EXCERPT PROVIDED:

Start of Block

Looking for the SIEV X

by Julie Macken

There has been a lot of discussion recently about the need for a federal anti-corruption commission – and even more talk about the fact that the Morrison government has failed to create just such a commission despite his assurances three years ago that he would do just that.

And that’s kind of the problem about relying on a politician to introduce an anti-corruption commission because the first thing any such commission would do is investigate the Morrison government for corruption.

Like where did Christian Porter get the money from to pay his legal costs? Who made all those decisions about the sports rorts affair? And what about the parking stations? And just by the way do we need to look Morrison’s Pandemic recovery panel – you know the whole gas led recovery headed by gas industry blokes?

And of course these conversations arose because the former NSW Premier felt she had to resign because she would be appearing before the ICAC.

I think we shall all have to wait for the Morrison government to lose the next federal election and Labor to introduce one hopefully in the first 100 days of the new government. But I don’t want to wait that long so I am putting a request in now for the future ICAC to investigate something that happened twenty years ago under the Howard government.

End of Block

RECORDS PROVIDED:
Start of Block

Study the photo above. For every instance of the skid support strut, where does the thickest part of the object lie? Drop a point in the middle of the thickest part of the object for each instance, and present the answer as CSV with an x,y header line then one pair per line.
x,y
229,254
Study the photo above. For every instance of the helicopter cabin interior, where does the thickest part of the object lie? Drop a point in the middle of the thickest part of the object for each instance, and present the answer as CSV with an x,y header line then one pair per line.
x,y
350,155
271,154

End of Block
Start of Block

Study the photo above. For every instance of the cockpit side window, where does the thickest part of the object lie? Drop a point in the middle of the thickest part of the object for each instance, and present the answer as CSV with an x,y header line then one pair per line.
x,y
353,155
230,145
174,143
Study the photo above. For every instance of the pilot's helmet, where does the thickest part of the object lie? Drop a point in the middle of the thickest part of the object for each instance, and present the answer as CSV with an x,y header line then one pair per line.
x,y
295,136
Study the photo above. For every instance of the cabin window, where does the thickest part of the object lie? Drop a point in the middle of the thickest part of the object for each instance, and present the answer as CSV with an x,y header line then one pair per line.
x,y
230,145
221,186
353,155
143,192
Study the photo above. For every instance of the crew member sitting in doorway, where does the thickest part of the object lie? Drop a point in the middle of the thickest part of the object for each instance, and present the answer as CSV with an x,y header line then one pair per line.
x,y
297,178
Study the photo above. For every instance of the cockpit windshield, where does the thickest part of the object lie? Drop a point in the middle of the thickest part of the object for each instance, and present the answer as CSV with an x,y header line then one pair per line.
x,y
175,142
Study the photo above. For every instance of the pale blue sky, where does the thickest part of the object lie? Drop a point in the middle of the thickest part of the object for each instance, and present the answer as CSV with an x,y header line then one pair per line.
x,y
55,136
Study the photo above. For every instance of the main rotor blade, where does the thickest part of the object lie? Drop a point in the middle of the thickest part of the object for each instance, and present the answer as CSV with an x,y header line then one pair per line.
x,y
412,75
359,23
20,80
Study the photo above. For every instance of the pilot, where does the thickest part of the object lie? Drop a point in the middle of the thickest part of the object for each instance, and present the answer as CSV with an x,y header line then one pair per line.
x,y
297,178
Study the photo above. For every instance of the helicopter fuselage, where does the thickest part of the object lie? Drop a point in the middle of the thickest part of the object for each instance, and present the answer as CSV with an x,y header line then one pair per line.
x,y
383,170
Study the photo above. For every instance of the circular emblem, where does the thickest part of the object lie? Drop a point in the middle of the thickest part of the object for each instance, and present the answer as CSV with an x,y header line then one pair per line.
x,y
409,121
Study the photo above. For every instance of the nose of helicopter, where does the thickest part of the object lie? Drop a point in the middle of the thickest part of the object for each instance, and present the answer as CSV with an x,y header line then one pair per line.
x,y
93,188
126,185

End of Block

WORK ORDER 1: Rewrite the paragraph of the article that begins "Like where did Christian Porter" as a brief list, keeping its main points.
WORK ORDER 2: Please set down the article word for word from "There has been" to "government for corruption.".

ANSWER AREA 1:
- Where Christian Porter got the money to pay his legal costs
- Who made the decisions in the sports rorts affair
- The parking stations
- Morrison's Pandemic recovery panel and its gas-led recovery, headed by gas industry men

ANSWER AREA 2:
There has been a lot of discussion recently about the need for a federal anti-corruption commission – and even more talk about the fact that the Morrison government has failed to create just such a commission despite his assurances three years ago that he would do just that.

And that’s kind of the problem about relying on a politician to introduce an anti-corruption commission because the first thing any such commission would do is investigate the Morrison government for corruption.